## Work required
Report each line of the entries below that contains the word "roof". Copy every such line in full.

Collection entries:
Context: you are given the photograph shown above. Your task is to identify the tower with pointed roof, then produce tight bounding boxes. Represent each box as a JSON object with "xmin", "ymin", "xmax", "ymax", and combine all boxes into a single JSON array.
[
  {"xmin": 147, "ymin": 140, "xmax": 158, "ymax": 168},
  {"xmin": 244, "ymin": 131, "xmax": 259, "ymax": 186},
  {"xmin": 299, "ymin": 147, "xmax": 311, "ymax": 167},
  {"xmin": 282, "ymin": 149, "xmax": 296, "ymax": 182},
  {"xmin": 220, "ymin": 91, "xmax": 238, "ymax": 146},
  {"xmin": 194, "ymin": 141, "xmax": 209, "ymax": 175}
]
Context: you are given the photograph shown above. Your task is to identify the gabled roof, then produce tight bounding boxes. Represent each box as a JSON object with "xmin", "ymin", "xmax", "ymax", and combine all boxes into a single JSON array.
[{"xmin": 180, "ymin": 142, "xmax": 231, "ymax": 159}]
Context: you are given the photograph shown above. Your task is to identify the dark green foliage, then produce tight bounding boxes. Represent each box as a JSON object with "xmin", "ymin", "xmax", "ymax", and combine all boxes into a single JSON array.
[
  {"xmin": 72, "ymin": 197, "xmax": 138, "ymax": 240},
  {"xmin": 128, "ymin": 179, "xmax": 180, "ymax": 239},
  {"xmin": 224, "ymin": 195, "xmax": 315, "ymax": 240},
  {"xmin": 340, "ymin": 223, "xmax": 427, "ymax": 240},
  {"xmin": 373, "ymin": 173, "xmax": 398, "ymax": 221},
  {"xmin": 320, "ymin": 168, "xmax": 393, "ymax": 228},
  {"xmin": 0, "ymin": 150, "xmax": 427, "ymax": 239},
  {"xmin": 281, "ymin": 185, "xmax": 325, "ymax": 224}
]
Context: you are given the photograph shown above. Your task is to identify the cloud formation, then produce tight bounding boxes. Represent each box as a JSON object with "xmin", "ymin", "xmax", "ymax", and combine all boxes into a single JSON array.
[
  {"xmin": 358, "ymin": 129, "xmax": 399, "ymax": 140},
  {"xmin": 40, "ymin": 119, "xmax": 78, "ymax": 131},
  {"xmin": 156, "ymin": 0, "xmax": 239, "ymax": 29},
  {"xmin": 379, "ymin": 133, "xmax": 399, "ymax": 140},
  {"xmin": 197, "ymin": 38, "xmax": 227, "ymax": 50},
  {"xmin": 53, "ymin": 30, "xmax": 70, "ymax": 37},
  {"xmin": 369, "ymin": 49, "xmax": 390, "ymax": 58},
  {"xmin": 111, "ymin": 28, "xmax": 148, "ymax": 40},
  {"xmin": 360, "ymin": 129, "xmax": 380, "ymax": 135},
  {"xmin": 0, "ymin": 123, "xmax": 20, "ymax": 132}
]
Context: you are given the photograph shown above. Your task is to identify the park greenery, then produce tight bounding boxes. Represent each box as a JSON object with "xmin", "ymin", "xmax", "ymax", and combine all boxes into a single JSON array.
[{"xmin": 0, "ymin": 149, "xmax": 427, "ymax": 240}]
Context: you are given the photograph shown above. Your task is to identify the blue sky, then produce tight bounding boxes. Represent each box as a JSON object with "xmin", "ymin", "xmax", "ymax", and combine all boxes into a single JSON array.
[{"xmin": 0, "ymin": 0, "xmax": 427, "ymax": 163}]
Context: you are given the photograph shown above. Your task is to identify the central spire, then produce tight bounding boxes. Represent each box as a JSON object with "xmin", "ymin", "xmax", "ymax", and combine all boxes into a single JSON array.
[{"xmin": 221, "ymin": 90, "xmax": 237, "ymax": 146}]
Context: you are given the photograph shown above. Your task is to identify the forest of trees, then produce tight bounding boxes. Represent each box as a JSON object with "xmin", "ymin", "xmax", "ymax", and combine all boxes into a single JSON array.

## Exercise answer
Context: you are given the photograph shown above. Your task is to identify the tower with pointed roof, then produce tight bounding boxes. Represent each box as a JSON object with "xmin", "ymin", "xmax", "ymax", and combine all boxes into a single JSON array.
Context: you are given the photograph shown above. Your task is to identify the gabled roof, then produce tight bounding boxes. Represent each box as a JSON object with "xmin", "ymin", "xmax", "ymax", and combine all boxes into a single JSON array.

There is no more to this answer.